E’ più facile accorgerci di problemi di vista che di problemi di udito, anche perchè la nostra società è diventata sempre più rumorosa, tanto che in molte occasioni riduciamo automaticamente l’attenzione d’ascolto.


Ma è un rischio ancora maggiore per il Professionista, il Performer. Quante forzature si innescano per problemi di udito che insorgono in maniera spesso subdola, specie ora che le carriere artistiche sono sempre più longeve.


Un esempio da un caso reale.

Un Interprete, canto moderno, arriva per un controllo, dato che avverte forzatura ed affaticabilità nella propria voce, con una difficoltà nell’emissione “usuale” in particolare negli acuti, che sono sempre stati una caratteristica identitaria e sempre spontaneamente “facili”.


In effetti il tratto vocale mostra segni di tensione in più localizzazioni - laringe, lingua, velo - tanto che una vecchia lesione organica sulle corde vocali, ora interferisce nella vibrazione in modo significativo.

Il tour è programmato, non c’è tempo - se mai ce ne fosse stato il motivo- per un intervento chirurgico e per il relativo riposo, ma soprattutto non c’è motivo per quel grado di tensione, posto che l’Interprete svolge da decenni con successo la propria attività, i collaboratori sono quelli di sempre, il repertorio ben padroneggiato …

Assurdo proporre riposo vocale in questo caso, riposo che non è mai indicato al termine di un periodo intenso di preparazione, specie se svincolato dalla comprensione delle cause della tensione e del relativo affaticamento.

- **CONSEGNA**
Trascrivi dal testo sopra, sull'udito e la voce dei cantanti, tutto ciò che va da "Ma è un rischio" fino a "in modo significativo.".

- **DATI FORNITI**
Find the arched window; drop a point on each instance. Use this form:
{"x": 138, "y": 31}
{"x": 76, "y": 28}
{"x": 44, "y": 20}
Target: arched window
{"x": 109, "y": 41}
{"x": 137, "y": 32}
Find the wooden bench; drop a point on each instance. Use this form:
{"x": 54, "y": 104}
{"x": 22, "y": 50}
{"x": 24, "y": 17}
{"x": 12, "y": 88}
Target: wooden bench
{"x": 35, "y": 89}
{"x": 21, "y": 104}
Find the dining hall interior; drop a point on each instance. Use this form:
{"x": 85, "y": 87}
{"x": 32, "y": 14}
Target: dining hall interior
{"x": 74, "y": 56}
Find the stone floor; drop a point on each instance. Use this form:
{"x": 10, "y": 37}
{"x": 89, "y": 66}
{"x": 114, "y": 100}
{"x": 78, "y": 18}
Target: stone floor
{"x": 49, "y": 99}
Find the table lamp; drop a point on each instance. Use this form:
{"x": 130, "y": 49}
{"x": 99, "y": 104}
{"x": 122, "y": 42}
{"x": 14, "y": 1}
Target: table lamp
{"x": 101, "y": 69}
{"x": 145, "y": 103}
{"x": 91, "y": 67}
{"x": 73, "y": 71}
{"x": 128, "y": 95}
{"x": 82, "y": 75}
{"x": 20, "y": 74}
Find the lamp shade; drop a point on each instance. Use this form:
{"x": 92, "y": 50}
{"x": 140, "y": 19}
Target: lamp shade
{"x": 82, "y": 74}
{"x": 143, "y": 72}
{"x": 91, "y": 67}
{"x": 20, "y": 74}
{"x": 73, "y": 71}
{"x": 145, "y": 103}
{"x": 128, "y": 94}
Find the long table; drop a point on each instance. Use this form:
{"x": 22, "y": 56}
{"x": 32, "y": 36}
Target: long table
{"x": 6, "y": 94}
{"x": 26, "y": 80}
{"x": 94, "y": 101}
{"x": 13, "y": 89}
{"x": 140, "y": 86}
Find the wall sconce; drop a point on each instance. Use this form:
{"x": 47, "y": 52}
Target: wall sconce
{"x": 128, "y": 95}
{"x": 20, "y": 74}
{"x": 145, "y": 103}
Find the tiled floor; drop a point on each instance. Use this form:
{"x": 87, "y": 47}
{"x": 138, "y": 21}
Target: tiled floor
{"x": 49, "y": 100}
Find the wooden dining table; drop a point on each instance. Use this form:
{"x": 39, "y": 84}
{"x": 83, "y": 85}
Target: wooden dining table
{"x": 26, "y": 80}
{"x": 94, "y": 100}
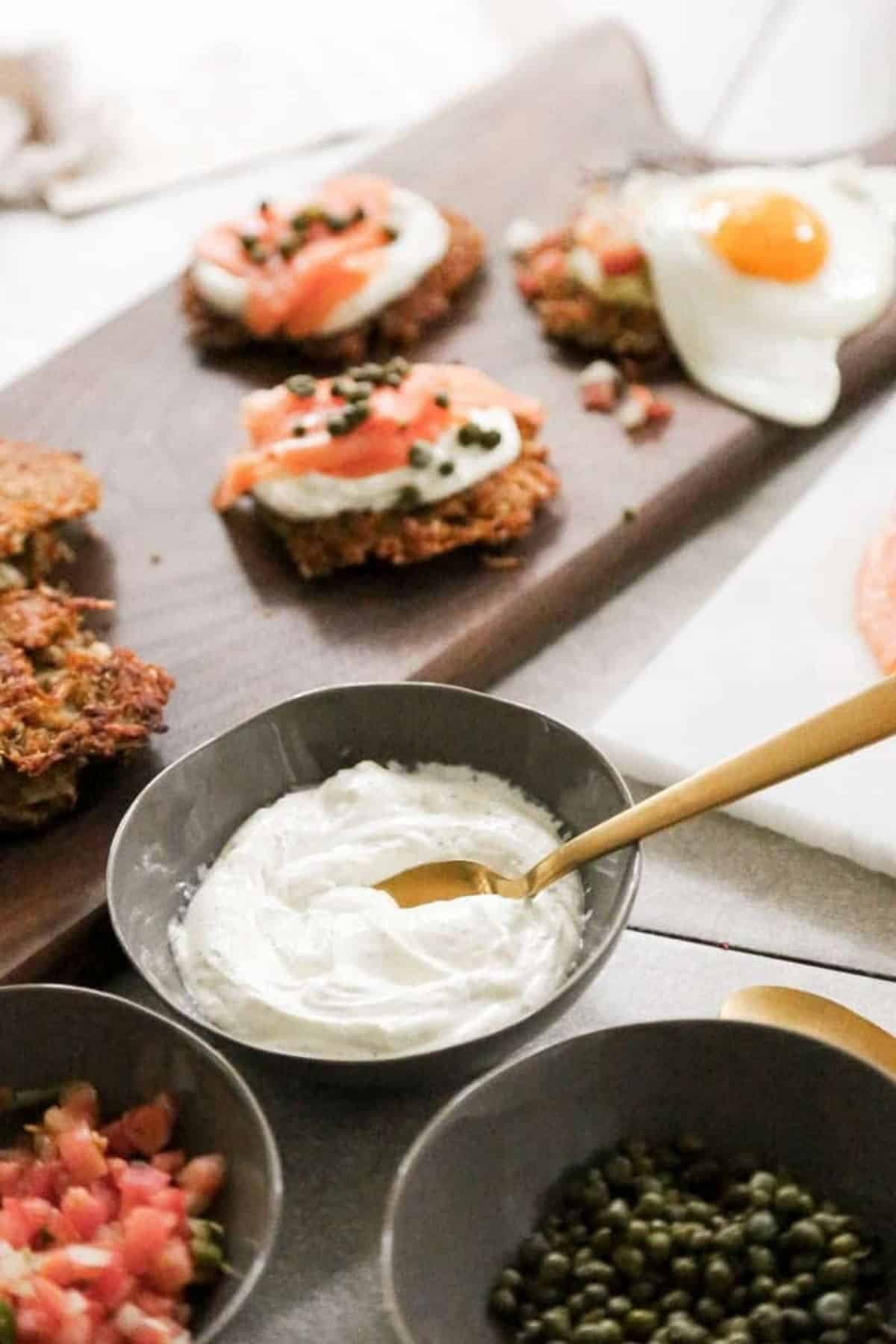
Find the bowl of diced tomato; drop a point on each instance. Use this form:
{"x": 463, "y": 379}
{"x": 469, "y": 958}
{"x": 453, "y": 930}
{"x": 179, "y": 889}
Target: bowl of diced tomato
{"x": 140, "y": 1183}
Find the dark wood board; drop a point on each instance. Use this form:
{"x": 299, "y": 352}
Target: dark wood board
{"x": 218, "y": 604}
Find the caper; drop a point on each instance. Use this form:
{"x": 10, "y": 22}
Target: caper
{"x": 761, "y": 1226}
{"x": 709, "y": 1312}
{"x": 766, "y": 1322}
{"x": 617, "y": 1214}
{"x": 719, "y": 1277}
{"x": 640, "y": 1324}
{"x": 602, "y": 1332}
{"x": 629, "y": 1261}
{"x": 554, "y": 1268}
{"x": 806, "y": 1236}
{"x": 795, "y": 1322}
{"x": 761, "y": 1260}
{"x": 685, "y": 1272}
{"x": 659, "y": 1248}
{"x": 729, "y": 1238}
{"x": 837, "y": 1272}
{"x": 736, "y": 1196}
{"x": 618, "y": 1307}
{"x": 832, "y": 1310}
{"x": 601, "y": 1239}
{"x": 788, "y": 1199}
{"x": 556, "y": 1323}
{"x": 676, "y": 1301}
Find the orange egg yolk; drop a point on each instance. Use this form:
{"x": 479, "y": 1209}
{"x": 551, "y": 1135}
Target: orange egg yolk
{"x": 765, "y": 234}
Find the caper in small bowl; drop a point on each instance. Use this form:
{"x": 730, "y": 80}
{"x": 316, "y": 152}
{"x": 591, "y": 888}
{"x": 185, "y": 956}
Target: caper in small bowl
{"x": 679, "y": 1182}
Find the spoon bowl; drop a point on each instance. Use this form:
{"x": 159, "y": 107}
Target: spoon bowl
{"x": 813, "y": 1015}
{"x": 853, "y": 724}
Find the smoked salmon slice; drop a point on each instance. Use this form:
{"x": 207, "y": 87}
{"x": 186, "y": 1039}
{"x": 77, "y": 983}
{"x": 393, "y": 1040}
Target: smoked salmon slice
{"x": 876, "y": 597}
{"x": 301, "y": 262}
{"x": 301, "y": 425}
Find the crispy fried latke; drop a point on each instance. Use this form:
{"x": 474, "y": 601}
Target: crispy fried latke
{"x": 575, "y": 316}
{"x": 398, "y": 326}
{"x": 66, "y": 699}
{"x": 38, "y": 490}
{"x": 491, "y": 514}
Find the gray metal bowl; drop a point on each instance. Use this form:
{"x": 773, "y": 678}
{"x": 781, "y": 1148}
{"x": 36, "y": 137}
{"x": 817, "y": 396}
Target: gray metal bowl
{"x": 477, "y": 1179}
{"x": 53, "y": 1033}
{"x": 181, "y": 820}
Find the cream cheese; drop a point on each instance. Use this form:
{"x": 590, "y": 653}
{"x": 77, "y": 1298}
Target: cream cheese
{"x": 287, "y": 945}
{"x": 317, "y": 495}
{"x": 422, "y": 241}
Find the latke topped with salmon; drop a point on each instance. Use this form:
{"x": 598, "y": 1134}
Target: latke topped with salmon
{"x": 40, "y": 490}
{"x": 393, "y": 461}
{"x": 361, "y": 264}
{"x": 66, "y": 699}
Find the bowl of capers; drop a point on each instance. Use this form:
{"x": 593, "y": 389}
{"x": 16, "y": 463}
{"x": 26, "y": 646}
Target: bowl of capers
{"x": 664, "y": 1183}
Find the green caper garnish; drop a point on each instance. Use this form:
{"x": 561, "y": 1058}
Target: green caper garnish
{"x": 689, "y": 1250}
{"x": 832, "y": 1310}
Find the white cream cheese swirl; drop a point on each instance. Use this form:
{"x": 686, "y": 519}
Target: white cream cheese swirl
{"x": 287, "y": 945}
{"x": 450, "y": 467}
{"x": 422, "y": 240}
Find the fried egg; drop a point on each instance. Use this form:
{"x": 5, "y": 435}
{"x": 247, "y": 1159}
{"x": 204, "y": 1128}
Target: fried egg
{"x": 761, "y": 273}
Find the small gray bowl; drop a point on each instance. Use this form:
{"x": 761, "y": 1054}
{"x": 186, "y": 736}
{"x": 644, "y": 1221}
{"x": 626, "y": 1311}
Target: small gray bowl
{"x": 482, "y": 1171}
{"x": 54, "y": 1033}
{"x": 184, "y": 816}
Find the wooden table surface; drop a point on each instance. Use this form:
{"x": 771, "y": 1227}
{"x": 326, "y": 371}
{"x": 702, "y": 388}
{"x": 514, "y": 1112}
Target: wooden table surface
{"x": 744, "y": 78}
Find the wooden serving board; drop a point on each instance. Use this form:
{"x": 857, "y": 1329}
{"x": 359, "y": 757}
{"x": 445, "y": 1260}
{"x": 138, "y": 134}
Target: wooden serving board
{"x": 218, "y": 603}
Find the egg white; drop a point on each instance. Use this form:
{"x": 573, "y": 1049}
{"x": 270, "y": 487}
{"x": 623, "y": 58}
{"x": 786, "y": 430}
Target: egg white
{"x": 763, "y": 344}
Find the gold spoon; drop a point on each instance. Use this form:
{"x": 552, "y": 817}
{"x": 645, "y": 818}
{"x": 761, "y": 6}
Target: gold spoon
{"x": 853, "y": 724}
{"x": 815, "y": 1015}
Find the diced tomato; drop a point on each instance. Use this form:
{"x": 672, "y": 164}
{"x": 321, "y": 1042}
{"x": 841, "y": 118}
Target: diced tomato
{"x": 155, "y": 1304}
{"x": 37, "y": 1214}
{"x": 147, "y": 1230}
{"x": 172, "y": 1268}
{"x": 62, "y": 1231}
{"x": 85, "y": 1211}
{"x": 13, "y": 1225}
{"x": 114, "y": 1285}
{"x": 139, "y": 1183}
{"x": 82, "y": 1155}
{"x": 11, "y": 1169}
{"x": 169, "y": 1162}
{"x": 621, "y": 258}
{"x": 202, "y": 1179}
{"x": 75, "y": 1263}
{"x": 42, "y": 1179}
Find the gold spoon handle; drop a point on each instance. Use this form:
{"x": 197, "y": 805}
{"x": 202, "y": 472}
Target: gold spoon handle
{"x": 859, "y": 722}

- **SOLUZIONE DEL COMPITO**
Ma è un rischio ancora maggiore per il Professionista, il Performer. Quante forzature si innescano per problemi di udito che insorgono in maniera spesso subdola, specie ora che le carriere artistiche sono sempre più longeve.


Un esempio da un caso reale.

Un Interprete, canto moderno, arriva per un controllo, dato che avverte forzatura ed affaticabilità nella propria voce, con una difficoltà nell’emissione “usuale” in particolare negli acuti, che sono sempre stati una caratteristica identitaria e sempre spontaneamente “facili”.


In effetti il tratto vocale mostra segni di tensione in più localizzazioni - laringe, lingua, velo - tanto che una vecchia lesione organica sulle corde vocali, ora interferisce nella vibrazione in modo significativo.